## TASK OBJECTIVE:
Restate word for word every line from the one containing "Could you point out the terracotta" to the last line of the records below.

## Photo-based referring expression data:
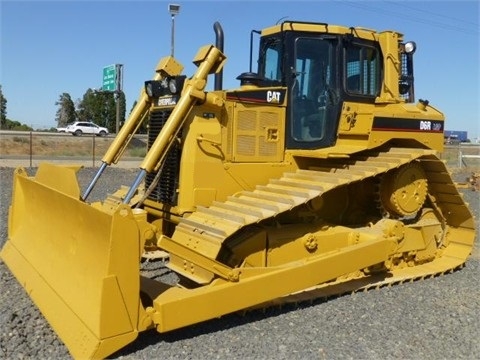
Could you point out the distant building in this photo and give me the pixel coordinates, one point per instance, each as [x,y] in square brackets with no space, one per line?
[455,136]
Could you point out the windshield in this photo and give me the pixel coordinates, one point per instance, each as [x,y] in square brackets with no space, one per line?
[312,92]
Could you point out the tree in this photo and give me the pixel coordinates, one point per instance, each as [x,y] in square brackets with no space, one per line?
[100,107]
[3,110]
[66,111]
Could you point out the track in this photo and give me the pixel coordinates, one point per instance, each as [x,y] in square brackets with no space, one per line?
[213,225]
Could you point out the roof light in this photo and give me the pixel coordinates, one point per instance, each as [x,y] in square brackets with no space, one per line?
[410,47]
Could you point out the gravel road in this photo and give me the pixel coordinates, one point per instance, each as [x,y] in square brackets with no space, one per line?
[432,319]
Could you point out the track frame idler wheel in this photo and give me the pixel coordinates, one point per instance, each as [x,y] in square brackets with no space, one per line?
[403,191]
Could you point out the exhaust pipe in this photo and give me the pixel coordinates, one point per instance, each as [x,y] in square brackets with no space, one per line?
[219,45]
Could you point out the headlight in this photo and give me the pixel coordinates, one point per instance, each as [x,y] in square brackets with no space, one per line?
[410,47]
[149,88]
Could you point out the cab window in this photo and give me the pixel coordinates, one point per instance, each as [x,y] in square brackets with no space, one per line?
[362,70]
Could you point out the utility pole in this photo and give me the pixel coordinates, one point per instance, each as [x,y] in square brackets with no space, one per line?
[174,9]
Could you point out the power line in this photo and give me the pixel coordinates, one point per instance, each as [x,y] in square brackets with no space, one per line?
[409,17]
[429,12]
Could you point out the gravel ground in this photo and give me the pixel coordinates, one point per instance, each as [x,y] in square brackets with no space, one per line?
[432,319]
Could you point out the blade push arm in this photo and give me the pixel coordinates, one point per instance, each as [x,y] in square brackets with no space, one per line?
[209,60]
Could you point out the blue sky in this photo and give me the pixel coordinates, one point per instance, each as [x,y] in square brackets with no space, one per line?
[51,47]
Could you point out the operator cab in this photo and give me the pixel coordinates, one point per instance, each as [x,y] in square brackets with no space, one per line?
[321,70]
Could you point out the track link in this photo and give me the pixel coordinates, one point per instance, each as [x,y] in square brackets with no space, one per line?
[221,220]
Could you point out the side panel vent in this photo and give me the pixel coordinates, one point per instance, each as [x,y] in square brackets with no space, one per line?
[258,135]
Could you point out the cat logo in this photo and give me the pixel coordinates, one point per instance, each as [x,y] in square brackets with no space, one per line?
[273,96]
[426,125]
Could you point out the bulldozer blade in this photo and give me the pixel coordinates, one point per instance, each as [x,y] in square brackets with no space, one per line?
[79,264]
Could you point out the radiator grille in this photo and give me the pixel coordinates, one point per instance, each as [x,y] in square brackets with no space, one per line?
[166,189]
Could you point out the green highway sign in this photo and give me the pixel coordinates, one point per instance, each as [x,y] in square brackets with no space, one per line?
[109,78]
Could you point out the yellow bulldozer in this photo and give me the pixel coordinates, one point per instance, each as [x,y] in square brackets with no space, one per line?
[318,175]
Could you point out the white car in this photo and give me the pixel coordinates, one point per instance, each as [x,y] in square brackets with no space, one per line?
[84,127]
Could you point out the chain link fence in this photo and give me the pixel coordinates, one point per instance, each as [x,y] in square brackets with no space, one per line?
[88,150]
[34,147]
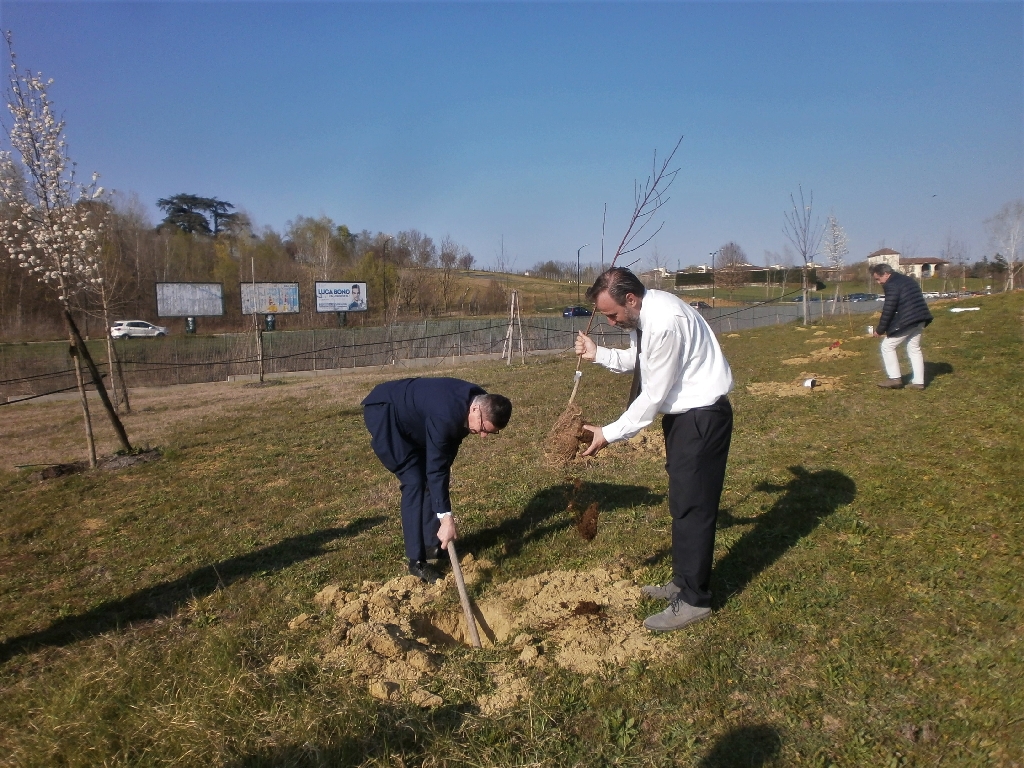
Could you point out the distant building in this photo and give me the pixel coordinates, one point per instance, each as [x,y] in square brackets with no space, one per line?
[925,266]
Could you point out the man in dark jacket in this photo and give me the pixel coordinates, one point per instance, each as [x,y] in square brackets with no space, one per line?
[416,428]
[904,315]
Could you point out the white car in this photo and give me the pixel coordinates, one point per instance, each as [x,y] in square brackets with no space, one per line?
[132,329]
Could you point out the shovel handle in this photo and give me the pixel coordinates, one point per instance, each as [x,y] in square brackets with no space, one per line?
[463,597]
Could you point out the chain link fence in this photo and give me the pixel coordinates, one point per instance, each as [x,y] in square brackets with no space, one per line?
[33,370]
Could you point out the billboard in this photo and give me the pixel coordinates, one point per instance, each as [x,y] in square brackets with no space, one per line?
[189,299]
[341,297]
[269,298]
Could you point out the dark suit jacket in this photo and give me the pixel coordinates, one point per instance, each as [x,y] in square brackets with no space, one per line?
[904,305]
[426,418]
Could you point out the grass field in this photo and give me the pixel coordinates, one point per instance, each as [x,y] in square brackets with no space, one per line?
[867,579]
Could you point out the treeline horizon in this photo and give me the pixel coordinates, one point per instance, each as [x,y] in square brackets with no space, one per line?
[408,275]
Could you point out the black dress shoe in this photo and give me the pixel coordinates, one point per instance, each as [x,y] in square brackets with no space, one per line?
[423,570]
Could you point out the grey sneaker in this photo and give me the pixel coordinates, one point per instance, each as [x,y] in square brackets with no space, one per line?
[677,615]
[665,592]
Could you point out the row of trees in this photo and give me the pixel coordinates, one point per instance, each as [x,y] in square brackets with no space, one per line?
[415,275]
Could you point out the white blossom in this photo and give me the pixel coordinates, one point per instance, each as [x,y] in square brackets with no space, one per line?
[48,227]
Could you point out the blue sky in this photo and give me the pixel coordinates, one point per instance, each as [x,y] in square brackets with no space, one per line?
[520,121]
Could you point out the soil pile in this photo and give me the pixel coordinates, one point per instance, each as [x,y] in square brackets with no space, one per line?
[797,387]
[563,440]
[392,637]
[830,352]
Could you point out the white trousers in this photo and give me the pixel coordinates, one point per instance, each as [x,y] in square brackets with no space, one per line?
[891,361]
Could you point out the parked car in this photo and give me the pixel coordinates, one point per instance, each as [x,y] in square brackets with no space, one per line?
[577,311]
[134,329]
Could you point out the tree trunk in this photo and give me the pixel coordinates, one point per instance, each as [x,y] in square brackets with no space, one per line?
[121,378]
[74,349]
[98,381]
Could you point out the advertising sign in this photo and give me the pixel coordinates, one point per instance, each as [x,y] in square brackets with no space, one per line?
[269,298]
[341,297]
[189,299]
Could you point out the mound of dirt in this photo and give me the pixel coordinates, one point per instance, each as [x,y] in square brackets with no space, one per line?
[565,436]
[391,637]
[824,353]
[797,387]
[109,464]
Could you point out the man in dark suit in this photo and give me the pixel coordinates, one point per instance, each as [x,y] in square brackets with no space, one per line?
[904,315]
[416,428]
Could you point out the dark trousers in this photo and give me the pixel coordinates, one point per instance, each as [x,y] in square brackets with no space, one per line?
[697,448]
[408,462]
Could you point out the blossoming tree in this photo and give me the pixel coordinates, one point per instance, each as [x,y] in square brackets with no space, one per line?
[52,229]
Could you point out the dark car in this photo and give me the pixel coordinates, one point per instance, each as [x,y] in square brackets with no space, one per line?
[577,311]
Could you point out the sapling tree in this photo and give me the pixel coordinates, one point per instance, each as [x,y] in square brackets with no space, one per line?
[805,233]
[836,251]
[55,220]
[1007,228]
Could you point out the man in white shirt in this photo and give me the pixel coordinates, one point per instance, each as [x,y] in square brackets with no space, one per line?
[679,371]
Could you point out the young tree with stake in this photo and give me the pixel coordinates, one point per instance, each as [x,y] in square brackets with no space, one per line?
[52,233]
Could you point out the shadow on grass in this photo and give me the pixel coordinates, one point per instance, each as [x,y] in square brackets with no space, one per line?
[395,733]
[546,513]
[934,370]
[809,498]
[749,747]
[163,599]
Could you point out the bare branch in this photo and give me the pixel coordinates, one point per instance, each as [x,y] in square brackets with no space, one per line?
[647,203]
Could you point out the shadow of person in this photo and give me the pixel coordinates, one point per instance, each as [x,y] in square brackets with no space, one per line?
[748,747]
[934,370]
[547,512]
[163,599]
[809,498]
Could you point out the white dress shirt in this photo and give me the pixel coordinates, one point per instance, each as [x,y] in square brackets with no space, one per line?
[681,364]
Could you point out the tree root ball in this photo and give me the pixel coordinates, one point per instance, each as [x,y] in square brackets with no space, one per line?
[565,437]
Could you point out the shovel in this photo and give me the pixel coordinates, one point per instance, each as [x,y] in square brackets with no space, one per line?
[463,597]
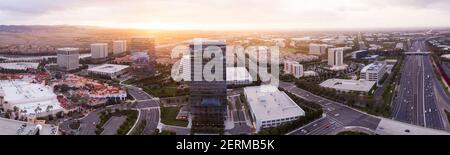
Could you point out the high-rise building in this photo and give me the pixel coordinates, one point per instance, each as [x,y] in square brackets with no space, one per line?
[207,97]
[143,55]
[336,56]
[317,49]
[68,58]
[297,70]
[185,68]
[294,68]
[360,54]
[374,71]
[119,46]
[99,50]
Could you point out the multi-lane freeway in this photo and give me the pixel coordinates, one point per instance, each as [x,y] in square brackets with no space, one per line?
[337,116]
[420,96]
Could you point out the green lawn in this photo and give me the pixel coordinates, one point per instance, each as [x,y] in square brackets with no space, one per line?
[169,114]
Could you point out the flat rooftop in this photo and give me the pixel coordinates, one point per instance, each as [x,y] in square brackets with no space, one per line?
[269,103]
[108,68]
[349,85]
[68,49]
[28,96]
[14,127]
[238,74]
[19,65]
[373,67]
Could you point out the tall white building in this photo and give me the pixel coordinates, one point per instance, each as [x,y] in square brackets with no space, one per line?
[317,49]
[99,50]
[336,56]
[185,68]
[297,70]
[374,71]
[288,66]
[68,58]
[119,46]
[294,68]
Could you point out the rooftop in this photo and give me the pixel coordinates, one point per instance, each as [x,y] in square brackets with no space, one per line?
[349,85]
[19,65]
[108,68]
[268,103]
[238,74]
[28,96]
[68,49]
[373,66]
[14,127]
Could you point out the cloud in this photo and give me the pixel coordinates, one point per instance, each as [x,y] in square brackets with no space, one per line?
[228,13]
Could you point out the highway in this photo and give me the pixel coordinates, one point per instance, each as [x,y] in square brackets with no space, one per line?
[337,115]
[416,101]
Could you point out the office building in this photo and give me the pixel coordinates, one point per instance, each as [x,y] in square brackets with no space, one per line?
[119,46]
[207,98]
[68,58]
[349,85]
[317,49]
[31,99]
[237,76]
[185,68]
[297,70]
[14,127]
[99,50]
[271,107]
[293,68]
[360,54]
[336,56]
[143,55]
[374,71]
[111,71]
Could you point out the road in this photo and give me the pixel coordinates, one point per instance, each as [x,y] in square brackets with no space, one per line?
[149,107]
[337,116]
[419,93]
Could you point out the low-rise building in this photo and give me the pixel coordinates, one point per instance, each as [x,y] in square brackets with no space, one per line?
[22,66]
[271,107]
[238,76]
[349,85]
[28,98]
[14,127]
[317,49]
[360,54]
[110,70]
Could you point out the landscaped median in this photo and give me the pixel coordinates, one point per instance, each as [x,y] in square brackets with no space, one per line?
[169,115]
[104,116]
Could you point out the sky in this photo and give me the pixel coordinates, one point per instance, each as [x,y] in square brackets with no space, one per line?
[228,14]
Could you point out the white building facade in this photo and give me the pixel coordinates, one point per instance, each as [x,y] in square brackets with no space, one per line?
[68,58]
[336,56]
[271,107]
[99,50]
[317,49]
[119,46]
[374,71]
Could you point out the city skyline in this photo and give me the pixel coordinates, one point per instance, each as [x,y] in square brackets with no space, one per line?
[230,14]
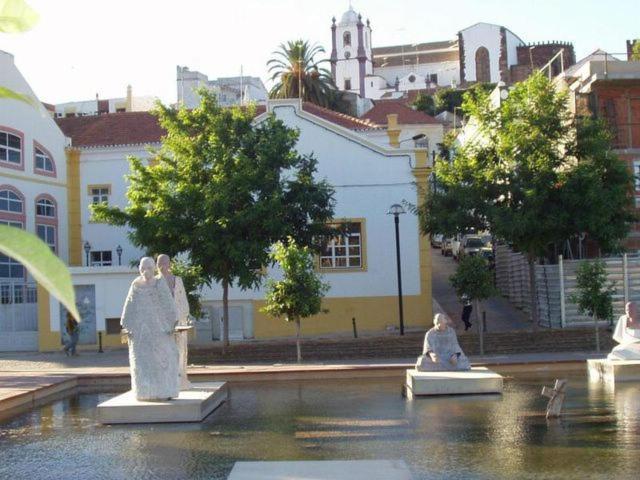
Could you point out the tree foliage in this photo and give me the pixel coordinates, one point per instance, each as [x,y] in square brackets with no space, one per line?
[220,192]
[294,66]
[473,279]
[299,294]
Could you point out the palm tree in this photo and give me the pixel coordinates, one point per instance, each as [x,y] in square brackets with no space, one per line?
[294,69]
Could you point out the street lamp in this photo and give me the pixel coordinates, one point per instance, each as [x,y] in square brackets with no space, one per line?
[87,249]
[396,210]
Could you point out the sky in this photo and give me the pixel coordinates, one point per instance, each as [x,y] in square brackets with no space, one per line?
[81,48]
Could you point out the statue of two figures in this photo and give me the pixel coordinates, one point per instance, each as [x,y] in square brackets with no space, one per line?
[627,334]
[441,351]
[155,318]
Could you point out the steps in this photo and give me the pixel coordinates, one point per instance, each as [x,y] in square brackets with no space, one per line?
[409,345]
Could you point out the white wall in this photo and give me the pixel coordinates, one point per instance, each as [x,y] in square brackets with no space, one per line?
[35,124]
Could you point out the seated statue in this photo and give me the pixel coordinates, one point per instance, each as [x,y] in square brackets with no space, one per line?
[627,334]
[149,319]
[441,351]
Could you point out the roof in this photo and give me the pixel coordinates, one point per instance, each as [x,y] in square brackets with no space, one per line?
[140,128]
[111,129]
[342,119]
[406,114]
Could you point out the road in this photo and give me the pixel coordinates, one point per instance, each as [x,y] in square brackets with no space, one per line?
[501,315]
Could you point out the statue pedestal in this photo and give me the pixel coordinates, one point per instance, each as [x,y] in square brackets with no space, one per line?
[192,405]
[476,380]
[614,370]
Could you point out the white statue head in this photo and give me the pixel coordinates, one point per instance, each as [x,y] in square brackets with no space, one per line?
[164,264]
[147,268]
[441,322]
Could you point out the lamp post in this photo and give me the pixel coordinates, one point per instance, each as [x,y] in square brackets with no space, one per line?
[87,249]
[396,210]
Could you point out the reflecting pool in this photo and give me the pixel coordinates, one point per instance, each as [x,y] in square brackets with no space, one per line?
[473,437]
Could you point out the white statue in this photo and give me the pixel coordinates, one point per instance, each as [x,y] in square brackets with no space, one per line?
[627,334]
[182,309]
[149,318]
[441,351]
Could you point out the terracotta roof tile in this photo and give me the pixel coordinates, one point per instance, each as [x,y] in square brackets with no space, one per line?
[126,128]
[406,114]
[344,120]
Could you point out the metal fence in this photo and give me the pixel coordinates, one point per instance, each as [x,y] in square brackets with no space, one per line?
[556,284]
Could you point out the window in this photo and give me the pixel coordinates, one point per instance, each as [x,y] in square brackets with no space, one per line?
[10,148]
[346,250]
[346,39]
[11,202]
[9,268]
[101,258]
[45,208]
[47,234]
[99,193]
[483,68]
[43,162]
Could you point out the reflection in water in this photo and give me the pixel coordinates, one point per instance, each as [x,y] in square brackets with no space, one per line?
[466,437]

## RESPONSE:
Could you point out the terracotta roof tile in this photo and give me the pixel coordinates, one point per instance, each as [x,y] in square brackets with no space, one per line?
[126,128]
[406,114]
[344,120]
Could you point out the metal fence in this photo and give me the pixel coordinates, one point per instance, each as [x,y] in square brackets with no space, one per line?
[556,284]
Could you point out the window in this photo and give me the pixel coordinates, one point per instance, each as [x,y] in square brackets with no space, one per line?
[10,148]
[346,250]
[346,39]
[11,202]
[9,268]
[101,258]
[45,208]
[47,234]
[99,193]
[483,68]
[43,162]
Could you point out the reflection in water in this photo and give me the pixel coordinates, one point per instance, each as [x,y] in square brackets with no space, one per line?
[466,437]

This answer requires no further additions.